(What you should do) Could you output every line of the listing below verbatim, with nothing changed or left out?

(Items)

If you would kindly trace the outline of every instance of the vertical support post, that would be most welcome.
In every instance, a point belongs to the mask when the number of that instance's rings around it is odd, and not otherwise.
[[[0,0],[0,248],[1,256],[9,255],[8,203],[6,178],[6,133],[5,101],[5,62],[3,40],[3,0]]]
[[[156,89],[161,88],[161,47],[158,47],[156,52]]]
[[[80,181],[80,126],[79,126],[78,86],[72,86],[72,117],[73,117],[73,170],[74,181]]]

(Exercise output)
If you would kindly trace the outline of every instance of the vertical support post, that would be most welcome.
In every instance, a point belongs to the mask when the number of that instance's rings around it is odd, and not otherwise.
[[[0,0],[0,248],[1,256],[9,255],[8,203],[6,178],[6,133],[5,101],[5,62],[3,40],[3,0]]]
[[[156,89],[161,88],[161,47],[158,47],[156,52]]]
[[[80,181],[80,126],[79,126],[78,86],[72,86],[72,117],[73,117],[73,170],[74,181]]]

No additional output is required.